▶ Trecho do texto
Na conclusão do Grande Jubileu da Encarnação, João Paulo II assinou, na basílica de São Pedro, a sua Carta Apostólica Novo Millennio Ineunte.
A meu ver, ela está destinada a exercer na Igreja, que inicia o novo milênio, a mesma influência da Evangelii Nuntiandi nas últimas décadas.
Um teólogo denominou a Novo Millennio Ineunte a carta constitucional dos crentes no novo milênio.
Nesta carta, o Papa coloca os pilares da ação evangelizadora e pastoral da Igreja no novo milênio: a contemplação do rosto de Cristo, o primado da graça, a arte da oração e a espiritualidade de comunhão.
A contemplação do rosto de Cristo
Ela não é só o primeiro pilar, mas também o ponto de partida. A contemplação do rosto de Cristo leva à descoberta do seu mistério. Por isso mesmo, só é possível pela ação da graça.1
Em Jesus de Nazaré, Deus não somente nos falou pelo seu Filho. Mostrou também um rosto, que lhe permite ser reconhecido: “Quem me vê, vê o Pai” (Jo 14, 9).
Contemplar o rosto de Cristo implica também aceitar a sua centralidade. Não existe um só fragmento da realidade indiferente a Cristo, fora do âmbito de sua centralidade.
A cristologia delineada pelo Papa a partir da contemplação do rosto de Cristo é uma cristologia espiritual. É a cristologia que precisamos neste novo milênio.
O primado da graça
O segundo pilar da ação evangelizadora e da pastoral da Igreja é o primado da graça. Trata-se, segundo o Papa, de um princípio essencial da visão cristã da vida. 2
Primado da graça significa que Deus é o primeiro agente, o primeiro trabalhador. Nós somos apenas seus colaboradores, inclusive na evangelização e na ação pastoral. Daí provêm diversas consequências no campo prático:
a) O Espírito Santo precede, acompanha e segue, com sua ação, todo empenho da ação evangelizadora e pastoral. O dom do Espírito, como mostra o evento de Pentecostes, é o pressuposto da missão.

▶ Dados
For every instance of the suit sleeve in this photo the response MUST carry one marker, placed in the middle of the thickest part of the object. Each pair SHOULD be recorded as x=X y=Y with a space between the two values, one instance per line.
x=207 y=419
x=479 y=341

▶ Tarefas
[a] No texto sobre a carta do Papa, escreva de novo a parte que começa com as palavras "Nesta carta, o" e termina com "neste novo milênio.", trocando "rosto" por "semblante".
[b] Continue o texto sobre a carta do Papa a partir do ponto em que ele para.

▶ Respostas escritas
[a]
Nesta carta, o Papa coloca os pilares da ação evangelizadora e pastoral da Igreja no novo milênio: a contemplação do semblante de Cristo, o primado da graça, a arte da oração e a espiritualidade de comunhão.
A contemplação do semblante de Cristo
Ela não é só o primeiro pilar, mas também o ponto de partida. A contemplação do semblante de Cristo leva à descoberta do seu mistério. Por isso mesmo, só é possível pela ação da graça.1
Em Jesus de Nazaré, Deus não somente nos falou pelo seu Filho. Mostrou também um semblante, que lhe permite ser reconhecido: “Quem me vê, vê o Pai” (Jo 14, 9).
Contemplar o semblante de Cristo implica também aceitar a sua centralidade. Não existe um só fragmento da realidade indiferente a Cristo, fora do âmbito de sua centralidade.
A cristologia delineada pelo Papa a partir da contemplação do semblante de Cristo é uma cristologia espiritual. É a cristologia que precisamos neste novo milênio.

[b]
Antes de Pentecostes, a comunidade dos discípulos não tinha iniciativa. Estava fechada dentro de casa. Com o dom do Espírito Santo, tudo fica repleto de vida. A Igreja começa a caminhar em direção de todos os povos, de todas as culturas.
b) Os resultados da ação pastoral não dependem, antes de tudo, da nossa capacidade de programar, de elaborar projetos, de agir. Sem a ação da graça, podemos produzir muitos papéis, mas nenhum efeito prático, que leve à conversão e à salvação.
c) Somos colaboradores. Nossa colaboração não é algo paralelo à ação da graça. Na realidade, é a graça que possibilita a nossa colaboração.
d) O primado da graça tem também uma dimensão ética. Dela deriva o acolhimento, que é uma resposta à oferta gratuita do amor de Deus.
Ele nos amou por primeiro. Portanto, devemos nos amar uns aos outros.3 A iniciativa de amar o próximo, de respeitar a sua dignidade, é uma consequência do primado da graça. Mais ainda: um imperativo desse primado.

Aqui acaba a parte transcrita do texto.